▶ [Document text]:
---
Professors at the University of Montana announced that anonymized standard testing of ChatGPT-4 showed it scores in the top one percent of standard creativity tests. Erik Guzik, Research: AI Tests Into Top 1% For Original Creative Thinking (July 3, 2023). The Scholastic Testing Service, oblivious to the involvement of AI, scored all the submissions. This blog tells the whole story and follows up on the last few articles of Creativity and How Anyone Can Adjust ChatGPT’s Creativity Settings To Limit Its Mistakes and Hallucinations, and Creativity Test of GPT’s Story Telling Ability Based on an Image Alone.

I tried to poke holes in the standard tests used, the Torrance Tests of Creative Thinking, and the research of Professor Guzik, but ended up with respect for the TTCT test, its creator, Professor E. Paul Torrance and for Professor Guzik. My conclusion is that the standard testing research to date strongly supports the conclusion many others have already reached, that Generative AI has extraordinary abilities of creative thinking.
---
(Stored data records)
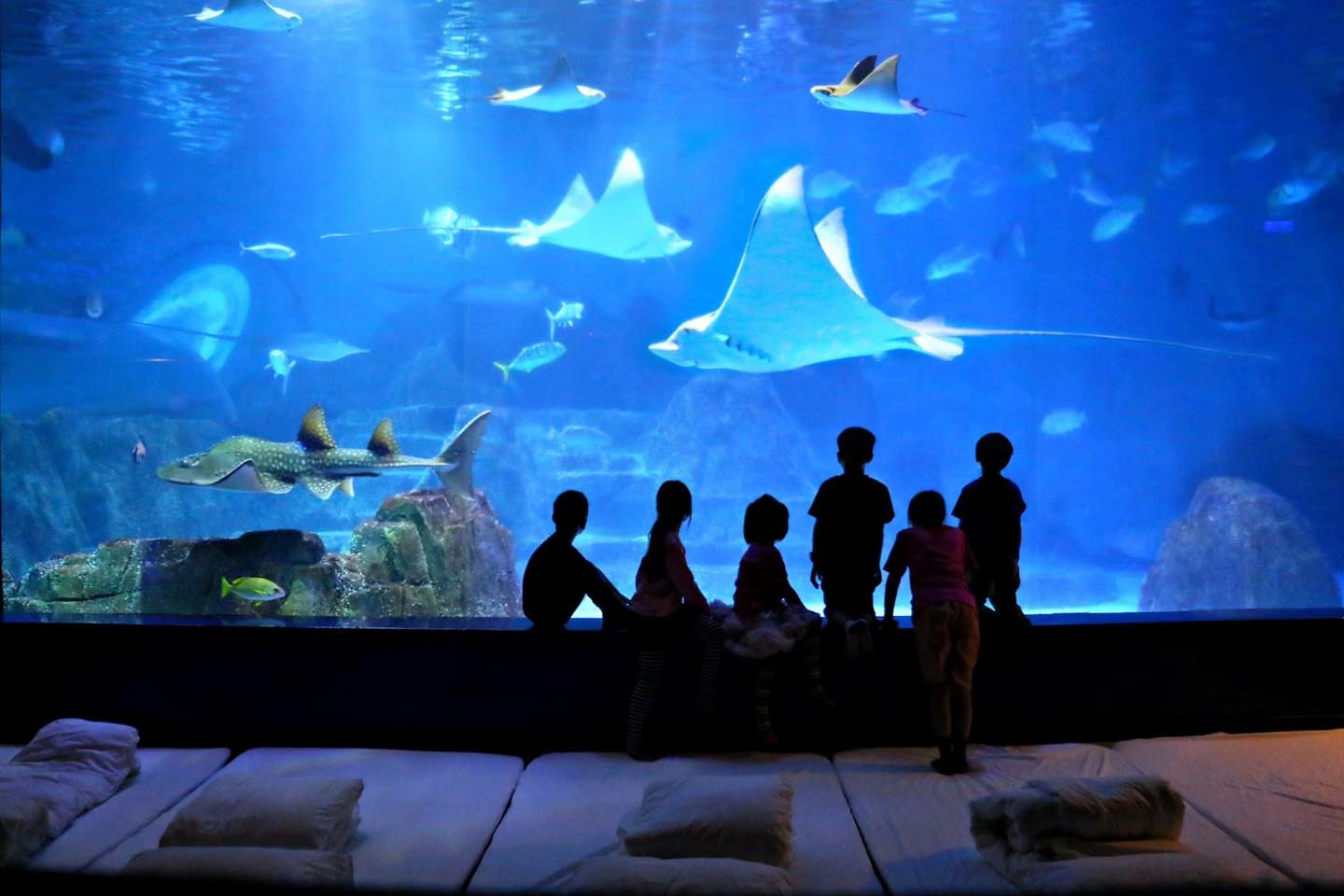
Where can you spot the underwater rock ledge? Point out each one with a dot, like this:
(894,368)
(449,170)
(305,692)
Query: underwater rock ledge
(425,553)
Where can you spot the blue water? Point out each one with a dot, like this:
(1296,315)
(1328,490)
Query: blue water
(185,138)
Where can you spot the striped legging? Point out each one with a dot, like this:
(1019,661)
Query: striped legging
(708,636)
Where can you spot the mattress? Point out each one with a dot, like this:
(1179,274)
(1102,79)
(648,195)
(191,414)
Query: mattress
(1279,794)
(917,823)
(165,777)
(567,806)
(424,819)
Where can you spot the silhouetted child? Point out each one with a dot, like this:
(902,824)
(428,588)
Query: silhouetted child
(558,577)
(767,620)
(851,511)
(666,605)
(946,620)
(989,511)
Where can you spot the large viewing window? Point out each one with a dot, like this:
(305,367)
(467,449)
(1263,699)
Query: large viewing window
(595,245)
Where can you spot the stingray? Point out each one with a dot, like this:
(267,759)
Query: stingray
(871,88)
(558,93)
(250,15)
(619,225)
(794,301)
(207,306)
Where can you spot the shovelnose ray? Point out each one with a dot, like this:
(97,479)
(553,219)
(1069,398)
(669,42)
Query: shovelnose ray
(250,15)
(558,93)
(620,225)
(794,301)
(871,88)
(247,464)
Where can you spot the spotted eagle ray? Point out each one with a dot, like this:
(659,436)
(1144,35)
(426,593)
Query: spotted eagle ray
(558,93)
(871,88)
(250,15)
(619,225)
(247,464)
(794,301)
---
▶ [What is required]: From the post on AI creativity testing, return verbatim the part that begins with the words containing "I tried to poke" and ends with "of creative thinking.".

▶ [Output below]:
I tried to poke holes in the standard tests used, the Torrance Tests of Creative Thinking, and the research of Professor Guzik, but ended up with respect for the TTCT test, its creator, Professor E. Paul Torrance and for Professor Guzik. My conclusion is that the standard testing research to date strongly supports the conclusion many others have already reached, that Generative AI has extraordinary abilities of creative thinking.